SOURCE DOCUMENT.
*** Block opens ***

Frozen In Time 

Our time together has been stale

Musty with smells of yesterday 

I agree that it’s been less than optimal for both of us,

Our time together,

Which can also be called 

Our time apart. 

For until we are done cleaning house 

We will be experiencing the pains of growth 

And the burden of our past lives 

weighing down on us, 

pushing us towards our destiny 

of togetherness. 

I can’t even imagine what togetherness would look like. 

Frozen in time now. 

It Wasn’t My Idea of Marriage 

So like who even cares. Why do I hafta walk through this aisle of pain, shame, grief and heartache. Who asked for this? My life would’ve been fine without him and his insecurities. I refuse to be the one to do all the work. Let him show up for a change. 

My Inner Complainer

The walls have expanded to fit me and my husband’s stories together. We are bound by our souls and we have some corrections to make together. I, in my attitude and behavior towards him. And he, in his attitude and behavior towards me. We need to be married to accomplish this. I need to feel isolated and ashamed to share my true feelings with him. I need to learn that it is unfair to BOTH of us if I remain silent and keep to myself. 

I need to find language to reach him with. I need to feel like I know fosure that there is someone better out there for me who life would be so much easier to live with. AND I need to decide that I am staying (which I did over here) and I am not leaving my husband for another man. I need to accept that imaginary lovers are not lovers. I need to take responsibility for my marriage’s future. Now. 

I don’t want to admit that it’s NOT OK to live together but not live together. I don’t want to admit that I have a strong desire. I don’t want to admit that I have girl power. 

I want to stay adamant in my defiance and prediction that this marriage has no real hope for real reconciliation. I want to stay curled up in bed waiting for magic and mystery to cast a spell and disengage me so that I don’t have to do the work. 

It’s silly to think like this, though. I have no choice. Karma is strong.  

Is My Suffering Senseless?

I know that I must live and let live. I know that I must let go and let God.  I know that I can use my own experiences while trying to navigate my life, as a way of seeing the world and gaining a deeper appreciation for the happenings therein. That is all I have to go by  –  my own experience. My own experience would include asking for help and learning from others, who learn from their own experiences on this Earth. And so we are in a continuous loop of living and learning.

*** Block closes ***

(Records from a collection)

*** Block opens ***

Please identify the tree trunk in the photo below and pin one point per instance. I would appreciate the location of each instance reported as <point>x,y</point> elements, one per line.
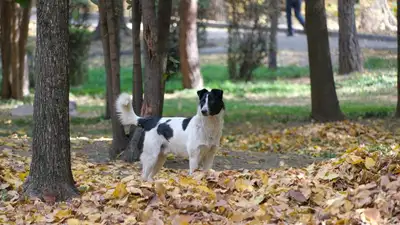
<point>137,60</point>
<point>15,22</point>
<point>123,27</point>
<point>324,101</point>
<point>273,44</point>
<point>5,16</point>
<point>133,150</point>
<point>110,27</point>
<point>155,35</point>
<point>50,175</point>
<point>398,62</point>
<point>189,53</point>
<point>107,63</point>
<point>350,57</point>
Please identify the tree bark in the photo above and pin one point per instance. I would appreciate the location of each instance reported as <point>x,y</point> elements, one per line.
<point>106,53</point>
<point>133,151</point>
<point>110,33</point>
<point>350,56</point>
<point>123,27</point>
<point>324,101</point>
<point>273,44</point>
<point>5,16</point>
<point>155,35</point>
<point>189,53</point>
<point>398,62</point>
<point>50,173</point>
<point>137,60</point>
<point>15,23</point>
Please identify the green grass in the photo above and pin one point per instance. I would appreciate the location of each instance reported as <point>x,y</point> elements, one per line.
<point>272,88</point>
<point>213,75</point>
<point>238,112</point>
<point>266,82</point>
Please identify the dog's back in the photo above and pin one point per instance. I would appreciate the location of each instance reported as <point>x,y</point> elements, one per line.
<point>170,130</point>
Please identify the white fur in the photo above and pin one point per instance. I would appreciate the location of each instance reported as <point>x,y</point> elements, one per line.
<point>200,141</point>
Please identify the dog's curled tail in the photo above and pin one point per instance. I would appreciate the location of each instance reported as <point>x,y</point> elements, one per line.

*** Block closes ***

PROMPT 1.
Decide whether each statement below agrees with the text on marriage. For each, answer yes or no and quote the words of the text that decide it.
(a) The writer has decided to stay with her husband.
(b) The writer says that imaginary lovers are real lovers.
(c) The opening poem describes the couple's time together as fresh.
PROMPT 2.
Answer these questions from the text on marriage.
(a) According to the opening poem, what else can the couple's time together be called?
(b) What does the writer say is strong?
(c) The writer says she must let go and let what?
PROMPT 3. Reproduce the part of the text on marriage that opens with the words containing "We will be experiencing" and closes with "in time now.".

YOUR SOLUTION 1.
(a) Yes: "AND I need to decide that I am staying (which I did over here) and I am not leaving my husband for another man."
(b) No: "I need to accept that imaginary lovers are not lovers."
(c) No: "Our time together has been stale"

YOUR SOLUTION 2.
(a) Their time apart.
(b) Karma.
(c) God.

YOUR SOLUTION 3.
We will be experiencing the pains of growth 

And the burden of our past lives 

weighing down on us, 

pushing us towards our destiny 

of togetherness. 

I can’t even imagine what togetherness would look like. 

Frozen in time now.